▶ SOURCE
☆ ☆ ☆ ☆

Back on Monday, Nov 19
I’m on my way to Spirit Rock for the next Dedicated Practitioner Program (DPP) retreat and then to spend a few days with Dharma friends I’ve met through the program. The DPP teachings are awesome, but I’m finding that the real jewel of the program is the connection with fellow practitioners.
This will be the 4th of 5 retreats. We started in May of 2011, and will finish in May 0f 2013. I’ll be sad to see it end. But, actually, this is just the beginning.
I’ll be back in DharmaTown on Monday, Nov. 19. In the mean time, I leave you with this photo by staffer, Walt Opie, taken from the courtyard in front of the Spirit Rock meditation hall. I’ll be standing at exactly this spot quite often over the next several days. Wishing, in gladness and in safety: May all beings be at ease.
This photo is available to download as wallpaper for your computer desktop by clicking here.
Abbra Caddabra!
This month’s DPP homework has arrived and one of the topics is The Five Aggregates. This is a key teaching, which is hard to fully get, but one that’s certainly intriguing. The Buddha looked at his experience and found that everything he felt himself to be could be categorized into five groups (aggregates), and that none of these were really substantial, none were “who he was.”

☆ ☆ ☆ ☆

▶ DATASET EXTRACT
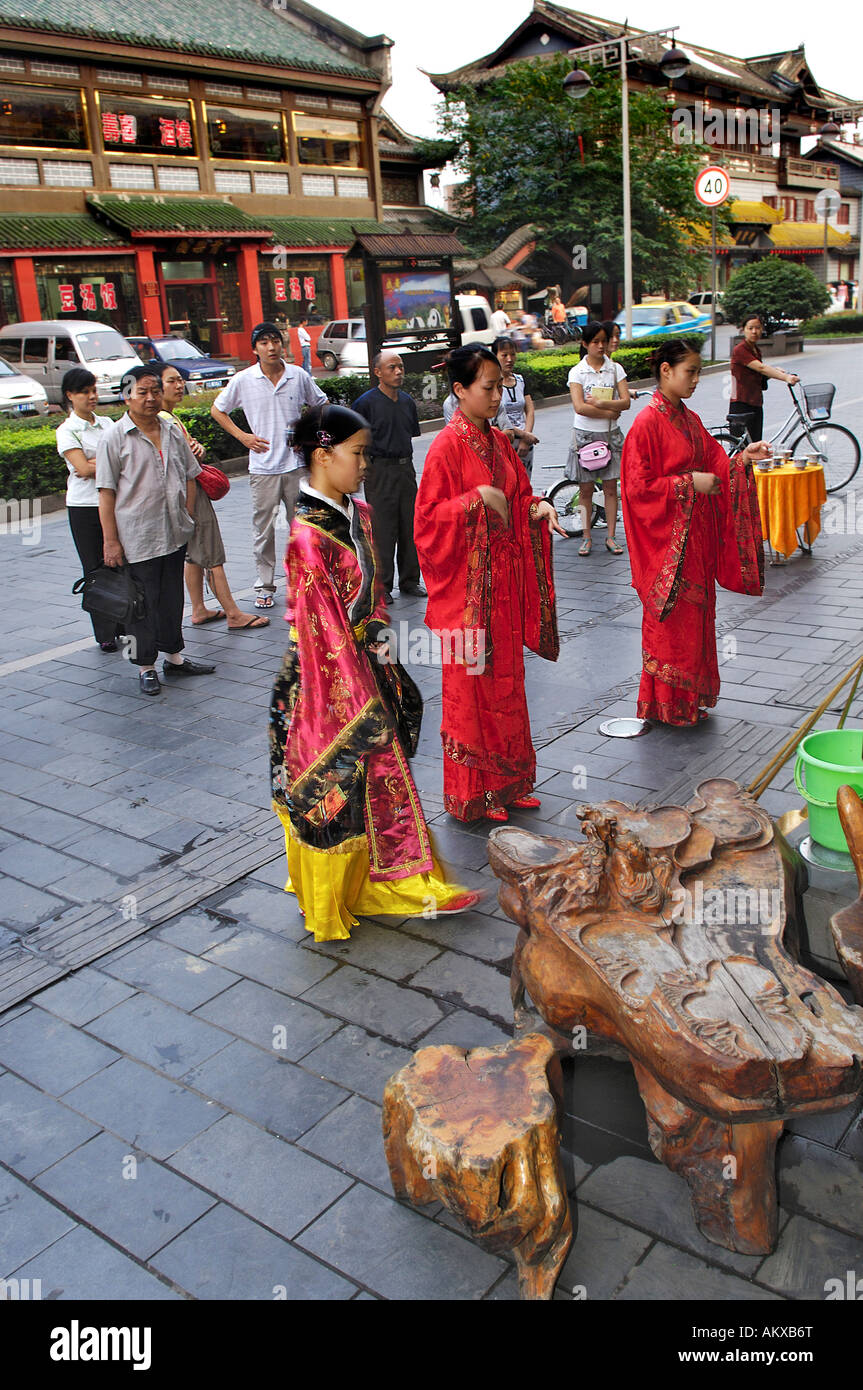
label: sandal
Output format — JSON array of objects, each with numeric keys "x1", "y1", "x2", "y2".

☆ ☆ ☆ ☆

▶ THE TASKS
[a] Answer these questions using the meditation retreat post, each on its own line:
(i) Which retreat of the program is the upcoming one, and how many retreats are there in all?
(ii) Who took the photo from the courtyard in front of the Spirit Rock meditation hall?
(iii) Into how many groups did the Buddha find that everything he felt himself to be could be categorized?
[b] Continue the meditation retreat post from the point where it stops.

▶ ANSWER LIST
[a]
(i) The upcoming retreat is the 4th, out of 5 in all.
(ii) Walt Opie, a staffer, took the photo.
(iii) Five groups, called aggregates.

[b]
The five categories are:
(1) the body
(2) the feeling that experiences are pleasant, unpleasant, or neutral
(3) the perception/recognition of knowing what things are (oh, yeah, that’s a bird!)
(4) the thought patterns that include emotions, attitudes, fantasies, likes/dislikes, etc.
(5) the consciousness that is aware of things that are seen, heard, smelled, touched, tasted, or thought
One of our readings is the Phena Sutta, in which the Buddha offers metaphors for the nature of each of these five. The body, he says, is like a pile of foam. Feelings, like a bubble in a pond. Perception, like a mirage. Thought patterns, like a banana tree (which has no core). And conscious, he says, is like a magic trick.
“Now suppose that a magician or magician’s apprentice were to display a magic trick at a major intersection, and a man with good eyesight were to see it, observe it, and appropriately examine it. To him….it would appear empty, void, without substance: for what substance would there be in a magic trick?
“In the same way, a monk sees, observes, and appropriately examines any consciousness that is past, future or present; internal or external; blatant or subtle; common or sublime; far or near. To him….it would appear empty, void, without substance: for what substance would there be in consciousness?”
Try it!
Dharma Desktop
The Spirit Rock e-Newsletter just arrived with lots of interesting stuff, including a free, hi-res download of this photo taken at Spirit Rock by Walt Opie….and which makes very cool wallpaper for you computer desktop! (The full image is horizontal and proportioned to fit most computer screens, but it’s cropped here to fit the blog window.) Check it out here (scroll down).
Attend to the Peacefulness
Last night at the Hi-Pointe Sitting Group, I offered the following instructions from a really wonderful little book by Ajahn Sucitto, “Kamma and the End of Kamma.” (Available as a free download here.)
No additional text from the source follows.